Copy each of the entries below word for word.

* **Supplied records**
'''
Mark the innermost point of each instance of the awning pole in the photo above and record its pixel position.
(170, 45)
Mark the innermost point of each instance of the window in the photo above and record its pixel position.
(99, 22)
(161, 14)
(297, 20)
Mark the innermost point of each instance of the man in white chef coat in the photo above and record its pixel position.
'''
* **Answer to this problem**
Mark the innermost point of each instance of the awning pole in the photo above and record its pixel position.
(170, 45)
Mark the innermost point of each instance of the window in the photo above and record its pixel position.
(99, 22)
(161, 14)
(297, 20)
Mark the innermost point of each instance of the man in white chef coat in the photo above and record its pixel position.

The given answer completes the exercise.